[start of Available data]

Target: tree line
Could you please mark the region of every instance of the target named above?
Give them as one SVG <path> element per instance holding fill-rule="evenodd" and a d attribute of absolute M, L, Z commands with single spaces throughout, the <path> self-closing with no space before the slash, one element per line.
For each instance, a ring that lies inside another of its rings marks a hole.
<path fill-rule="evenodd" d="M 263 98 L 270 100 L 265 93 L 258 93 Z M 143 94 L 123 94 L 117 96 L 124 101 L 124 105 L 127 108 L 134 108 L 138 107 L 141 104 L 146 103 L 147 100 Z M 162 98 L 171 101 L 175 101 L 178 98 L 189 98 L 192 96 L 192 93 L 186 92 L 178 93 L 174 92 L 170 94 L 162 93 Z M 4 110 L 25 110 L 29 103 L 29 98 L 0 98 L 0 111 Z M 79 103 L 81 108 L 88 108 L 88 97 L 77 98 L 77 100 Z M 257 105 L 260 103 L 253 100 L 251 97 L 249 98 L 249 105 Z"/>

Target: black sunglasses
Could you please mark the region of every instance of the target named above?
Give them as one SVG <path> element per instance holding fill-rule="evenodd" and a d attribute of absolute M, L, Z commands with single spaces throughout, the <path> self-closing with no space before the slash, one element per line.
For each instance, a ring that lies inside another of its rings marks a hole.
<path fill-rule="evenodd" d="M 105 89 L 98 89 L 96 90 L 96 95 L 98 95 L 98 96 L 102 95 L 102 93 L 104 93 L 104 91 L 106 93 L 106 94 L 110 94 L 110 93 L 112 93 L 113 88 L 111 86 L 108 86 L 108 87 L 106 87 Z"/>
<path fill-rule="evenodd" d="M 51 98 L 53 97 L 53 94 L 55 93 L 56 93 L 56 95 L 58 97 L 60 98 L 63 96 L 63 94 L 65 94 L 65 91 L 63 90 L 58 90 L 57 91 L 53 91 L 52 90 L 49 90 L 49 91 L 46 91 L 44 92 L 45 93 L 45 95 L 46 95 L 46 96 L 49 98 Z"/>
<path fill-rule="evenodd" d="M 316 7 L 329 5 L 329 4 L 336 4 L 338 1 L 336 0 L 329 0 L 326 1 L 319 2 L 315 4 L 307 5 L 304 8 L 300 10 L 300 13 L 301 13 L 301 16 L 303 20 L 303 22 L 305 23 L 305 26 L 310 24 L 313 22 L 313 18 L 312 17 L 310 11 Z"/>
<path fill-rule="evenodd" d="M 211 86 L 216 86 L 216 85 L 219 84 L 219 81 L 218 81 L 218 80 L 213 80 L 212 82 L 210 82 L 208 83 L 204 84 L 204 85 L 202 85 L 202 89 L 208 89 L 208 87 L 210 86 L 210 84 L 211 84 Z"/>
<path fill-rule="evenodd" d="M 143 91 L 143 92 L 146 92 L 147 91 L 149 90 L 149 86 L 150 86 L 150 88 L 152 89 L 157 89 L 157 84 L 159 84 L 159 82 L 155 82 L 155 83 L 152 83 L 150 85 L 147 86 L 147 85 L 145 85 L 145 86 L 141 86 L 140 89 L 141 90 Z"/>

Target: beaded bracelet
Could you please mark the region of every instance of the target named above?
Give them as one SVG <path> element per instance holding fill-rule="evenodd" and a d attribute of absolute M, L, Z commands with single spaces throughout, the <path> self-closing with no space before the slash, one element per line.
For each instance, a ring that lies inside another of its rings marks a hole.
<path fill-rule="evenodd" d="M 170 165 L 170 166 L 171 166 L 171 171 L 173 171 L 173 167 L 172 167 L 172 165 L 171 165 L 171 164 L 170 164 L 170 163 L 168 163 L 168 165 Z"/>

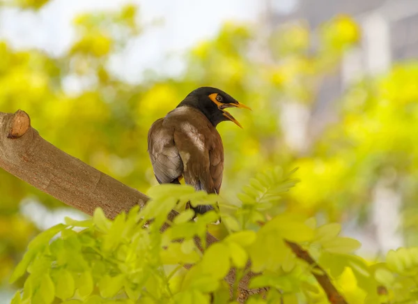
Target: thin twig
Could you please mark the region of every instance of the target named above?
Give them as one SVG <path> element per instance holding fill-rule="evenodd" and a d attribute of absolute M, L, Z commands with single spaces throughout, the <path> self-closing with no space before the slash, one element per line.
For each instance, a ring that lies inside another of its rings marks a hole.
<path fill-rule="evenodd" d="M 296 257 L 305 261 L 312 267 L 313 269 L 316 271 L 315 272 L 313 271 L 312 274 L 324 291 L 325 291 L 330 303 L 332 304 L 347 304 L 347 301 L 344 299 L 343 296 L 339 294 L 338 290 L 336 290 L 336 288 L 335 288 L 331 282 L 331 279 L 328 275 L 327 275 L 327 273 L 325 273 L 325 271 L 319 265 L 318 265 L 312 257 L 311 257 L 309 252 L 304 250 L 296 243 L 286 240 L 285 243 L 291 248 Z"/>

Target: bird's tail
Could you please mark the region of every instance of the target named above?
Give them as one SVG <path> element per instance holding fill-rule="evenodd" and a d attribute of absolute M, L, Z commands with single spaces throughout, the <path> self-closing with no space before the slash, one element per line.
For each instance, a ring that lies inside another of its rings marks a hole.
<path fill-rule="evenodd" d="M 192 209 L 193 209 L 193 211 L 194 211 L 194 213 L 196 214 L 203 214 L 208 211 L 210 211 L 212 210 L 215 210 L 215 207 L 211 205 L 200 205 L 200 206 L 196 206 L 196 207 L 193 207 L 192 205 L 190 205 L 189 204 L 187 204 L 188 206 L 189 206 L 189 208 L 191 208 Z M 194 220 L 196 220 L 196 218 L 194 218 Z M 213 222 L 212 224 L 215 225 L 218 225 L 220 224 L 221 222 L 221 218 L 219 217 L 218 218 L 218 220 Z"/>

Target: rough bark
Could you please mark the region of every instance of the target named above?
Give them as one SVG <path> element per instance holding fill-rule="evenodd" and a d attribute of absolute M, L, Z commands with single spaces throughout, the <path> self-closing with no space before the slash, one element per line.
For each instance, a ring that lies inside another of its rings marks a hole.
<path fill-rule="evenodd" d="M 145 206 L 148 197 L 124 185 L 80 160 L 71 156 L 42 138 L 31 127 L 29 115 L 21 110 L 15 114 L 0 112 L 0 167 L 48 193 L 65 204 L 92 215 L 97 207 L 109 218 L 134 206 Z M 169 215 L 172 220 L 178 213 Z M 196 240 L 198 245 L 200 240 Z M 217 242 L 208 234 L 208 245 Z M 200 245 L 201 247 L 201 244 Z M 254 273 L 240 282 L 238 301 L 243 303 L 258 289 L 247 288 Z M 232 286 L 235 272 L 225 278 Z"/>
<path fill-rule="evenodd" d="M 31 127 L 29 115 L 23 111 L 15 114 L 0 112 L 0 167 L 38 189 L 48 193 L 67 205 L 92 215 L 97 207 L 103 209 L 108 218 L 114 218 L 139 204 L 144 207 L 148 199 L 144 193 L 128 187 L 112 177 L 85 164 L 42 139 Z M 178 213 L 172 211 L 172 221 Z M 168 227 L 166 225 L 162 230 Z M 199 238 L 197 246 L 202 248 Z M 206 244 L 217 242 L 210 234 Z M 313 273 L 324 289 L 330 303 L 345 304 L 345 299 L 331 282 L 325 272 L 317 265 L 309 252 L 299 245 L 287 241 L 287 245 L 300 259 L 304 259 L 320 273 Z M 249 263 L 247 268 L 249 268 Z M 240 281 L 238 294 L 232 295 L 240 303 L 249 296 L 265 291 L 265 289 L 248 289 L 248 283 L 257 274 L 249 272 Z M 232 287 L 235 271 L 231 268 L 225 280 Z"/>

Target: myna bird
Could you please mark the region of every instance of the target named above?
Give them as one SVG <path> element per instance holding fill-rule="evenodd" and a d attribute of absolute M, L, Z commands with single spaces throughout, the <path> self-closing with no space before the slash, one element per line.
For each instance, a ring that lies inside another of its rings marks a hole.
<path fill-rule="evenodd" d="M 216 126 L 231 121 L 241 127 L 228 107 L 249 109 L 219 89 L 193 91 L 176 109 L 156 121 L 148 136 L 148 152 L 160 183 L 186 184 L 196 190 L 219 193 L 224 171 L 224 146 Z M 242 128 L 242 127 L 241 127 Z M 203 214 L 212 206 L 193 208 Z"/>

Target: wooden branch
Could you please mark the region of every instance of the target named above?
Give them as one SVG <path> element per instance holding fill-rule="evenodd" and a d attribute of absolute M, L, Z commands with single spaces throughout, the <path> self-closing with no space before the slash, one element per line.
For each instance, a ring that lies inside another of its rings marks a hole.
<path fill-rule="evenodd" d="M 327 273 L 325 273 L 325 271 L 319 265 L 318 265 L 312 257 L 311 257 L 309 252 L 308 252 L 307 250 L 304 250 L 296 243 L 290 242 L 288 241 L 285 241 L 285 243 L 291 248 L 296 257 L 303 259 L 308 263 L 313 269 L 317 271 L 312 272 L 312 274 L 324 291 L 325 291 L 330 303 L 332 304 L 347 304 L 347 302 L 343 296 L 339 294 L 338 290 L 336 290 L 336 288 L 335 288 L 331 282 L 331 279 L 328 275 L 327 275 Z"/>
<path fill-rule="evenodd" d="M 144 139 L 145 140 L 145 139 Z M 48 193 L 67 205 L 92 215 L 97 207 L 114 218 L 139 204 L 145 206 L 148 197 L 96 169 L 85 164 L 42 139 L 31 127 L 29 116 L 18 110 L 14 114 L 0 112 L 0 167 Z M 172 211 L 169 220 L 177 215 Z M 218 240 L 207 234 L 208 245 Z M 197 239 L 198 245 L 201 243 Z M 248 289 L 250 273 L 240 282 L 238 301 L 261 289 Z M 225 280 L 233 286 L 235 272 L 232 268 Z"/>

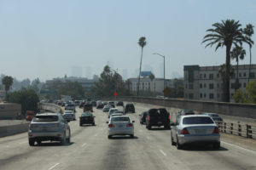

[end of Available data]

Work to complete: Quote the records from their first line up to and including the line that contains "263 98 L 270".

Response to the exercise:
Target: tree line
Could you please mark the region of every instance of the target named above?
Give them as one SVG <path> element per instance holding fill-rule="evenodd" and a d attribute of absolute M, L, Z commands with single spaces throughout, the <path> self-closing with no space before the slash, one element per line.
For each instance, a ring that lies inside another of its rings marks a hole.
<path fill-rule="evenodd" d="M 263 98 L 270 100 L 265 93 L 258 93 Z M 143 94 L 123 94 L 117 96 L 124 101 L 124 105 L 127 108 L 134 108 L 138 107 L 141 104 L 146 103 L 147 100 Z M 162 98 L 171 101 L 175 101 L 178 98 L 189 98 L 192 96 L 192 93 L 186 92 L 178 93 L 174 92 L 170 94 L 162 93 Z M 4 110 L 25 110 L 29 103 L 29 98 L 0 98 L 0 111 Z M 79 103 L 81 108 L 88 108 L 88 97 L 77 98 L 77 100 Z M 257 105 L 260 103 L 253 100 L 251 97 L 249 98 L 249 105 Z"/>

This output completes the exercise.